# Problems to work on
1 - According to the notes on PostgreSQL replication, what setting must be given a non-empty value to configure synchronous replication?
2 - Continue the notes on PostgreSQL replication, picking up after their final sentence.
— Start of Provided passage —
Monday 29 January 2018

Replication in PostgreSQL

Synchronous Replication:

  1. Ensures that all data are first written to master, slave and transaction log of disk in both master and slave then it will be committed to client.
  2. It ensures maximum Protection.
  3. Synchronous replication offers the ability to confirm that all changes made by a transaction have been transferred to one synchronous standby server.
  4. The only chance data will be lost if both Master and slave crashed as same time. 
  5. The maximum wait time is the round trip starting from Master to Slave & slave to master. Once streaming replication has been configured, configuring synchronous replication requires only one additional configuration step: synchronous_standby_names must be set to a non-empty value.

Asynchronous Replication:


  1. It is by default.
  2. If Master/Primary server crashes then some transaction that were committed may be not replicated to standby server/slave. The amount of data loss is proportional to delay at the time of failover.

Logical Replication:


  1. Replication slots with Streaming replication
  2. Replication Slot - a slot represents a stream of changes that can be replayed to a client in the order they were made on the origin server. Each slot streams a sequence of changes from a single database, sending each change exactly once. Only one receiver may consume changes from a slot at any given time.
— End of Provided passage —
— Start of Dataset —
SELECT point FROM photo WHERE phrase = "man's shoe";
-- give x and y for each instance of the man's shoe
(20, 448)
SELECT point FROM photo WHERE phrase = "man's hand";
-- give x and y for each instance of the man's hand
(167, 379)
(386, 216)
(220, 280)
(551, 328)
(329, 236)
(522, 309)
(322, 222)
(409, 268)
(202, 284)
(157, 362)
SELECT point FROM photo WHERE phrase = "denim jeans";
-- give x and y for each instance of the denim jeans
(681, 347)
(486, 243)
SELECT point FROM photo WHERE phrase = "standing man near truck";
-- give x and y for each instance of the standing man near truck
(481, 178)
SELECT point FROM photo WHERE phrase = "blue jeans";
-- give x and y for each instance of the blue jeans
— End of Dataset —
# Answers given
1 - synchronous_standby_names

2 -
  3. It can only replicate DML changes not DDL changes.
  4. Any version it can replicate, any DB it can replicate as it is logical replication.
  5. Replication should be synchronous replication.
  6. Only after replication statement are read, it will delete the xlog.
  7. It don’t need any overhead process from server, as it reads from WAL files
  8. It is an approach towards multi-master slowly.
  9. Replication slots are counted as one of the connection in max_connection.
  10. Process - There is a logical decoding, which pulls all the queries from WAL logs. Decoder should have access to pg_catalog as needs various information from pg_catalog. The DML queries are decoded in decoder. There  is plugin attached to decoder which reads the decoder and send statements to slave server. The plugin can be customized plugin according to our use. We can use that plugin for analytical use also or for logical replication. 
  11. We should make sure, replcation_slot, wal_sender, wal_receiver is enabled in master and slave.
  12. Please find the below example.


postgres=# -- Create a slot named 'regression_slot' using the output plugin 'test_decoding'

postgres=# SELECT * FROM pg_create_logical_replication_slot('regression_slot', 'test_decoding');

   slot_name    | xlog_position

-----------------+---------------

regression_slot | 0/16B1970

(1 row)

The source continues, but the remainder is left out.